:: Material for this task ::
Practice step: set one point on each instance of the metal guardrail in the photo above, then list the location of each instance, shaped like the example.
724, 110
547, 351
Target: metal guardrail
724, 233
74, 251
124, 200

:: Written task ::
Could you format the whole listing above as a Markdown table with the columns Row and Entry, numbering each line in order and leaving out blank lines?

:: Task solution ::
| Row | Entry |
|---|---|
| 1 | Practice step: set one point on each instance of the metal guardrail in the photo above, then list the location of each instance, shaped like the example. |
| 2 | 724, 110 |
| 3 | 547, 351 |
| 4 | Target: metal guardrail |
| 5 | 724, 233 |
| 6 | 74, 251 |
| 7 | 124, 200 |